FRAGMENT:
Blogs en video's
Heerser of rentmeester van het Antropoceen?
We leven in een nieuwe tijd! En dat is met grote problemen verbonden…
Sinds het begin van deze eeuw wordt het geologische tijdperk waarin we leven vaak het Antropoceen genoemd. Het vorige tijdperk was het zogenaamde Holoceen, dat ongeveer 12.000 jaar geleden begon en gekenmerkt werd door de aanwezigheid van relatief stabiele klimaatomstandigheden die voor menselijk leven geschikt waren. Maar nu zijn deze omstandigheden fragiel geworden en talrijke onafhankelijke wetenschappelijke studies tonen onmiskenbaar aan dat menselijke activiteiten de oorzaak zijn van veranderingen in het klimaat. De temperatuur op de oppervlakte van de planeet neemt toe, gletsjers en ijskappen smelten, het zeeniveau stijgt, er is een groot verlies aan biodiversiteit en mensen worden gedwongen hun eigen vertrouwde omgeving te verlaten omdat deze overstroomt of juist uitgedroogd zijn.
Dit is de situatie in het Antropoceen: menselijke activiteiten beïnvloeden het klimaat zo ingrijpend dat wetenschappers als Will Steffen en Paul Crutzen spreken over de mens als een global geophysical force en over de aarde als geheel als een planetary-scale social–ecological– geophysical system. Verschillende wetenschappers schrijven aan de mens – in het Grieks antropos – in deze context een dubbele verantwoordelijkheid toe: zowel voor de veroorzaking als voor de mogelijke oplossing van problemen zoals verlies aan biodiversiteit en opwarming van het klimaat. In beide gevallen – zowel veroorzaking als oplossing – lijken religieuze tradities een belangrijke rol te spelen waarbij ik me hier tot het christendom beperk.

UIT DE VERMELDINGEN:
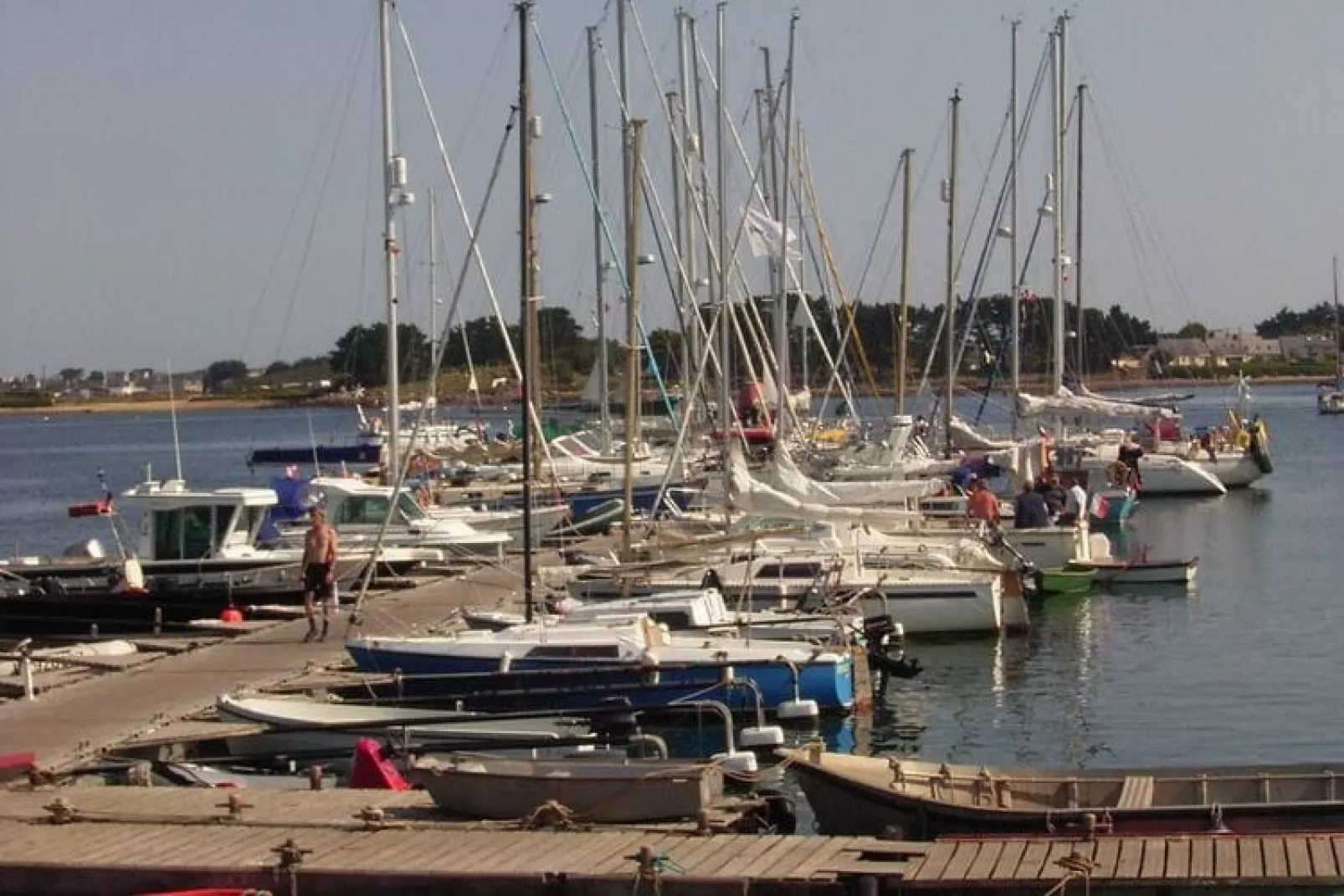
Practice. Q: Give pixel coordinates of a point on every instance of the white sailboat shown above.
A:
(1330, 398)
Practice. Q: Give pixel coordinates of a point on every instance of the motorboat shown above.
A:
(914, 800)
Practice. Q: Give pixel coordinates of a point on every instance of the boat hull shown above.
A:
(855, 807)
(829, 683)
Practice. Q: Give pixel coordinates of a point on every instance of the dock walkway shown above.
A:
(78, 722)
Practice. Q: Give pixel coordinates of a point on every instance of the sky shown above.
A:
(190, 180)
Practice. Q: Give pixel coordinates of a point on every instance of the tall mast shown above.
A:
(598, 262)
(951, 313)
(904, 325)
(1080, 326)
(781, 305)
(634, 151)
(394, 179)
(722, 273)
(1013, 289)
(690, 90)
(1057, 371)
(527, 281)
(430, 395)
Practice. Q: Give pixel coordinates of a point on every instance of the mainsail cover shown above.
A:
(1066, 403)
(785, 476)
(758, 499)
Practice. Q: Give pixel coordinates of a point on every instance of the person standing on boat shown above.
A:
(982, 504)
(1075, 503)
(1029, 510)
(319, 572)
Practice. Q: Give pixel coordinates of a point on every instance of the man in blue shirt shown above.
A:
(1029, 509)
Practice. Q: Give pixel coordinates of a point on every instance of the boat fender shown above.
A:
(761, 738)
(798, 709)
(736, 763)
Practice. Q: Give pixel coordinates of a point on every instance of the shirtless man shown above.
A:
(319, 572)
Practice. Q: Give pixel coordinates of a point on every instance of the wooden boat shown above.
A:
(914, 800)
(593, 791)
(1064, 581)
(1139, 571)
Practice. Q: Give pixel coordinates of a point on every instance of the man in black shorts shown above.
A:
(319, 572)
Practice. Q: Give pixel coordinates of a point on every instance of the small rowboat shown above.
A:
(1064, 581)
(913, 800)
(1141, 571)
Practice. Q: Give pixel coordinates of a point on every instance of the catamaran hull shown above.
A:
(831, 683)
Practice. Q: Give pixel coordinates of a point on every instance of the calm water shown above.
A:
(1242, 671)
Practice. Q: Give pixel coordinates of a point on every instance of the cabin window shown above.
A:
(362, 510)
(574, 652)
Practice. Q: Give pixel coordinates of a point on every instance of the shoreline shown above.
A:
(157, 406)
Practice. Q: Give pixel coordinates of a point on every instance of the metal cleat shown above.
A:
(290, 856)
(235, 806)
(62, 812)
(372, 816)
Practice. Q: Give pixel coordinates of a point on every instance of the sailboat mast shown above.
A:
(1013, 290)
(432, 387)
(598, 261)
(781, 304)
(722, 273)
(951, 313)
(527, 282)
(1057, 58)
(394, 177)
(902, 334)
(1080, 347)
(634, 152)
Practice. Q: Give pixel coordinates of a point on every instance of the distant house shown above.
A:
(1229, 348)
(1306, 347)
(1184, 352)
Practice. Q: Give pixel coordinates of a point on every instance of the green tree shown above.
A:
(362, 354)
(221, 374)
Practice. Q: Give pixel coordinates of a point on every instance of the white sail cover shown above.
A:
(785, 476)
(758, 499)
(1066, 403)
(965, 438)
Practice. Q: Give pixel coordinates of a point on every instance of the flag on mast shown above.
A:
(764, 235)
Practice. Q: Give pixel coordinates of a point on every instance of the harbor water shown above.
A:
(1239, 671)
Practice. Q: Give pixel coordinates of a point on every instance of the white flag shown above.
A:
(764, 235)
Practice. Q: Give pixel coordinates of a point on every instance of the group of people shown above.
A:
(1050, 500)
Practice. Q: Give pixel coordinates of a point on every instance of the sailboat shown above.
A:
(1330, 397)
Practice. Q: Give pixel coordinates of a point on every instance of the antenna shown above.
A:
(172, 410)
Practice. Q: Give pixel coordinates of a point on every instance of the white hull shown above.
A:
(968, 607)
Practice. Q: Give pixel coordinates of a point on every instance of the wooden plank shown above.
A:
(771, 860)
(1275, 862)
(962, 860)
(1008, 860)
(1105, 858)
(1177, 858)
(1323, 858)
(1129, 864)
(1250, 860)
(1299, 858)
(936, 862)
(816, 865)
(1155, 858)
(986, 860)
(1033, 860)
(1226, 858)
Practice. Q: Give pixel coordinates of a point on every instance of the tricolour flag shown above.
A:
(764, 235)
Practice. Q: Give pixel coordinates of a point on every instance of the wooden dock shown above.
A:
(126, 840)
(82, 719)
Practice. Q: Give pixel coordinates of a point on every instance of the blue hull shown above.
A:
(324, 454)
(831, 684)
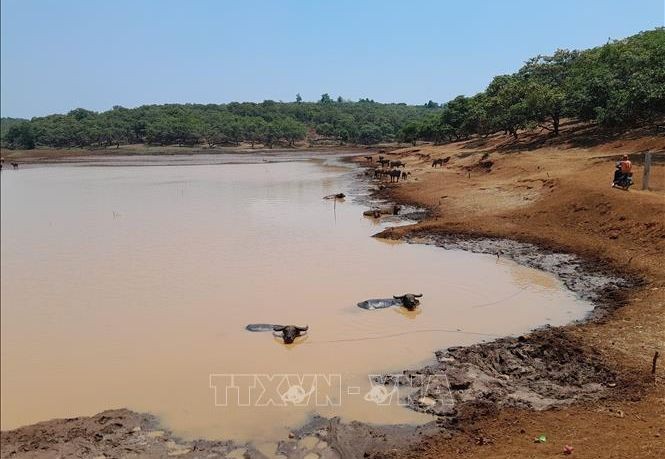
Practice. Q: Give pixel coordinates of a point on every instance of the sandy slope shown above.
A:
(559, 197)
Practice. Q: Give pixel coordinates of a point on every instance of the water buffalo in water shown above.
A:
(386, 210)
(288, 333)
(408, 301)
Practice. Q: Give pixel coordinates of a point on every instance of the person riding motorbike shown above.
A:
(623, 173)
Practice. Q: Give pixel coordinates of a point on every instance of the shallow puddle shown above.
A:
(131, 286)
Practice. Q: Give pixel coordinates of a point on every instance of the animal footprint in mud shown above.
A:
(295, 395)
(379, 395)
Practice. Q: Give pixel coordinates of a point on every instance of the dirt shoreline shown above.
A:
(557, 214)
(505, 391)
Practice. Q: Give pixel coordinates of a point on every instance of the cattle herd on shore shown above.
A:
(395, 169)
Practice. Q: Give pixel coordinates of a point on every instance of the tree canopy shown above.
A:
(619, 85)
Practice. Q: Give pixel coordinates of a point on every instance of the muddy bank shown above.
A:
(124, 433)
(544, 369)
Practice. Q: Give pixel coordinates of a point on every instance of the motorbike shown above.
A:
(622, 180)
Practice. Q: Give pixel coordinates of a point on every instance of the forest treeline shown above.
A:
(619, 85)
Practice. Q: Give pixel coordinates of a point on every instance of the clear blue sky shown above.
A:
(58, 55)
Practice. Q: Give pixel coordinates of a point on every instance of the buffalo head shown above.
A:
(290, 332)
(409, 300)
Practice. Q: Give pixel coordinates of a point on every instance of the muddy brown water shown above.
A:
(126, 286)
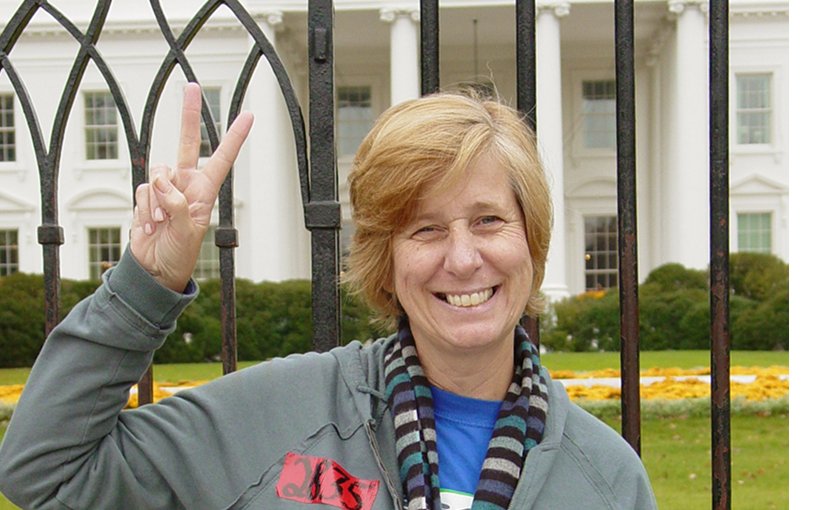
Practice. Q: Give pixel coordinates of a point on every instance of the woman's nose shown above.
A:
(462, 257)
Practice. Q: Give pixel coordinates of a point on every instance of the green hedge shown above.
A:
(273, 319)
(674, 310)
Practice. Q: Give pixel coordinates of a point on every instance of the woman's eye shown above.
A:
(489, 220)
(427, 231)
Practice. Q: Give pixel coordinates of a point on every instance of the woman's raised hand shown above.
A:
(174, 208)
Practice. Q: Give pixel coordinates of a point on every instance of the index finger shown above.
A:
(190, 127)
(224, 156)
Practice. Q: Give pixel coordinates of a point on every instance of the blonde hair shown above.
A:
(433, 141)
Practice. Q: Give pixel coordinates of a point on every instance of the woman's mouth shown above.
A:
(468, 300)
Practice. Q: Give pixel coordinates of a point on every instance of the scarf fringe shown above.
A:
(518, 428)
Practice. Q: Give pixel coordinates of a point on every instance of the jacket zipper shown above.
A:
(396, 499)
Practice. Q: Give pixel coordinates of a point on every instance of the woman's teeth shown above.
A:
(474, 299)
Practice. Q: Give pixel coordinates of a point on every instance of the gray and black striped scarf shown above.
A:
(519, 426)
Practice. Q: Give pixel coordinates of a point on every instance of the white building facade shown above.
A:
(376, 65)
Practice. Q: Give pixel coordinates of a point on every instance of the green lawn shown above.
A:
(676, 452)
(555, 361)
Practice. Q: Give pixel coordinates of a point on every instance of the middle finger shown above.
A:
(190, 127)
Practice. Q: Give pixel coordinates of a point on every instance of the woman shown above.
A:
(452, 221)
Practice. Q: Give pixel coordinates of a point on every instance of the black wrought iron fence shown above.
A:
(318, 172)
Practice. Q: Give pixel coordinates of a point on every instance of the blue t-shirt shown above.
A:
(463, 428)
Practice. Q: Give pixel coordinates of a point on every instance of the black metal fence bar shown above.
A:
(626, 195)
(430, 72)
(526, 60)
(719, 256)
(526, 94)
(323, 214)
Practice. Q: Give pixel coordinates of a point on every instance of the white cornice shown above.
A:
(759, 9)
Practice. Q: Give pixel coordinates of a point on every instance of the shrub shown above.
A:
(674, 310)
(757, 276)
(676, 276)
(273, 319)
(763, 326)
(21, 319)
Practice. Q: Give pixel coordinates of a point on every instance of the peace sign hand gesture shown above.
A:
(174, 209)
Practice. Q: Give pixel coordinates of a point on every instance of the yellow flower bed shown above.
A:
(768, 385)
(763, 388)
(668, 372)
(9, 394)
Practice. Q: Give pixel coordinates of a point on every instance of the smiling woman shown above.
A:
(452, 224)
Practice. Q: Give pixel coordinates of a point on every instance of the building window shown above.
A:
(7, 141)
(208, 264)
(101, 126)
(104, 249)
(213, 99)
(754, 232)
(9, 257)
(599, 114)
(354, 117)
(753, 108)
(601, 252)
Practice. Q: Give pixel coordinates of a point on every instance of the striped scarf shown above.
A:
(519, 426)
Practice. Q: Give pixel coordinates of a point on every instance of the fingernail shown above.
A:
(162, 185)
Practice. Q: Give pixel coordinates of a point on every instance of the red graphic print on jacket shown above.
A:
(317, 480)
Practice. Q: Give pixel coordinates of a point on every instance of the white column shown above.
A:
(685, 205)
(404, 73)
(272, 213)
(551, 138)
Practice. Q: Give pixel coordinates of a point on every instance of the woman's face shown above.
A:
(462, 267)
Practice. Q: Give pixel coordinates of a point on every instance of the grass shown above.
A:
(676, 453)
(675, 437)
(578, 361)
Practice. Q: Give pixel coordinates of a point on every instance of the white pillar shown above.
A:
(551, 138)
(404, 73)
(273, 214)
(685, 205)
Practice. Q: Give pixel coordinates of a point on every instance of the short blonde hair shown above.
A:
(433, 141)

WAT JE DOET: Geef aan wanneer het Holoceen volgens het fragment ongeveer begon. De vermeldingen spelen hierbij geen enkele rol.

JUISTE ANTWOORD: Ongeveer 12.000 jaar geleden.